TEXTO DE LECTURA:
Que gane Bielsa, el estigma del perdedor, desafía la lógica incluso de sus seguidores. Diego Batlle, crítico de cine, seguidor minuto a minuto de los equipos del entrenador rosarino, escribió en Otros Cines las quince razones por las que ama (y muchos aman) a Bielsa. Una de ellas, quizá fundamental: «Porque perdió más de lo que ganó, pero siempre hizo mejores a sus jugadores y a los clubes que dirigió». Batlle también recuerda cuando junto a su colega Sergio Wolf, hincha de Racing, seguían en minoría los partidos de los equipos de Bielsa. Ahora es otra cosa, ahora viene la masividad, los amigos del triunfo. Es lo que en el rock se resume con un «yo te seguía desde Cemento».

CONJUNTO DE DATOS:
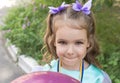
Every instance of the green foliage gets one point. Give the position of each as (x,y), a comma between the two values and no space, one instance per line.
(108,35)
(25,28)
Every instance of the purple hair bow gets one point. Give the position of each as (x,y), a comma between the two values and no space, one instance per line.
(85,8)
(54,10)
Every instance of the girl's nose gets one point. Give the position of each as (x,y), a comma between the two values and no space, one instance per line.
(70,50)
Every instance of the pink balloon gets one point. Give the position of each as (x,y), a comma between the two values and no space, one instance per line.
(45,77)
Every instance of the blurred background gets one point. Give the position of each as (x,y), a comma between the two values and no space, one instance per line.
(24,26)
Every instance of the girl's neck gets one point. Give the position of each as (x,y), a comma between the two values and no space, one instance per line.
(75,67)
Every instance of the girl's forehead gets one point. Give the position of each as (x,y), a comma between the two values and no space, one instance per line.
(69,23)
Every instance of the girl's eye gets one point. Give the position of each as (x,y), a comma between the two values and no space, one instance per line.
(78,43)
(62,42)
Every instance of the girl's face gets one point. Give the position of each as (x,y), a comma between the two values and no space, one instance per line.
(71,46)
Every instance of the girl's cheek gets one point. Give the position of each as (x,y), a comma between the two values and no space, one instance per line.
(60,52)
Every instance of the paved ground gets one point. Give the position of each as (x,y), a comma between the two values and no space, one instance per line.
(8,69)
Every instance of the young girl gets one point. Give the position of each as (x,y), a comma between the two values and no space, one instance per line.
(70,40)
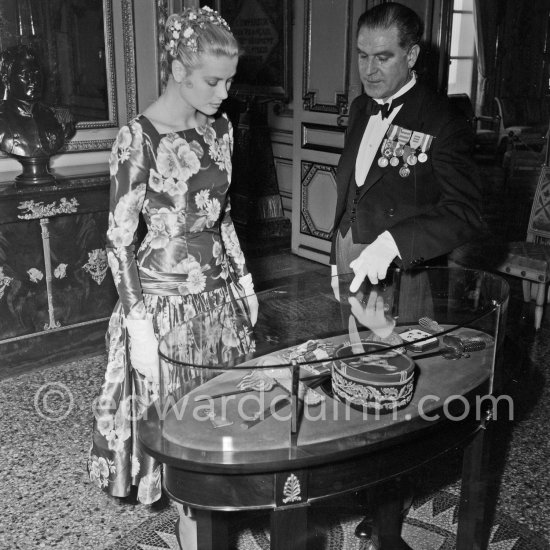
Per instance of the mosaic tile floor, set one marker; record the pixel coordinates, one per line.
(49, 502)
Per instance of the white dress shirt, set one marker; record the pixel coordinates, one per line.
(372, 138)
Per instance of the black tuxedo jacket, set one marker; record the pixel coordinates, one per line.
(434, 209)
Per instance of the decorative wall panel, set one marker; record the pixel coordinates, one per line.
(326, 90)
(318, 190)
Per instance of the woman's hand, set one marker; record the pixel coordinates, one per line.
(143, 346)
(373, 314)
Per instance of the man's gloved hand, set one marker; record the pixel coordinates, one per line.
(334, 282)
(374, 261)
(248, 286)
(143, 348)
(373, 314)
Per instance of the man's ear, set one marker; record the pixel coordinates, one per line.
(412, 56)
(178, 70)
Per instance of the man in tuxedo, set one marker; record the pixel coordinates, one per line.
(407, 187)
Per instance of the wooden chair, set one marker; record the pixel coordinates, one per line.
(486, 127)
(530, 259)
(522, 120)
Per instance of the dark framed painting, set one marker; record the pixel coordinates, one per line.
(264, 30)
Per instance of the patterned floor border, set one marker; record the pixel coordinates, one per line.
(431, 524)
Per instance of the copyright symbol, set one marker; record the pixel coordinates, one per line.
(53, 401)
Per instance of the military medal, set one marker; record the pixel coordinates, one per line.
(425, 145)
(403, 138)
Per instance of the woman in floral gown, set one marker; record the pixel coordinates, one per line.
(172, 165)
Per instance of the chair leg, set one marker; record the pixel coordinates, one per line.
(526, 290)
(539, 304)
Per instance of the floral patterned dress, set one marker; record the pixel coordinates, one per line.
(189, 262)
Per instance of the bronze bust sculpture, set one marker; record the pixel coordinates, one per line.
(29, 129)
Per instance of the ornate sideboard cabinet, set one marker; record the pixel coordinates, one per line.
(56, 291)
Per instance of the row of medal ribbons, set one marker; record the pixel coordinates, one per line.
(405, 144)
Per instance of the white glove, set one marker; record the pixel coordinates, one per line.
(144, 348)
(374, 261)
(248, 286)
(334, 282)
(373, 315)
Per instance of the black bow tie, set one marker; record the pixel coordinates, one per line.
(373, 108)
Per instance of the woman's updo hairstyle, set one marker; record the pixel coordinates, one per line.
(193, 32)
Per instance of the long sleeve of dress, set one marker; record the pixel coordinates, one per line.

TU TAREA:
Continúa el texto sobre Bielsa a partir de su última oración. El material proviene de otra fuente.

ESPACIO DE RESPUESTA:
“Ganar -provoca el dramaturgo Rafael Spregelburd- es fascista”. Es la supremacía de una idea sobre la contraria. Ganar genera lo indiscutible, es el placebo de cualquier debate futbolero. Quienes admiran a Bielsa, a los equipos de Bielsa, sólo quieren ganar ahora para descansar un poco, y después de tantos años, en ese triunfo, aunque no les cambie el parámetro de la emoción. «Hay tanto antibielsismo que es necesario de vez en cuando demostrar que se puede ganar; que de vez en cuando los buenos ganen «, dice Battle. Tampoco es que lo necesitaran. Porque no es que amen a un perdedor, es que ahí encuentran un argumento que excede a la victoria, que se refugia en el juego de ataque, la obsesión, los once caminos al gol, en la ética, en el discurso como obra y legado, en la decisión constante de que el objetivo no sea fácil. ¿Eso es idealización? Y sí, amigos y amigas, esto es el fútbol, un territorio de la irracionalidad.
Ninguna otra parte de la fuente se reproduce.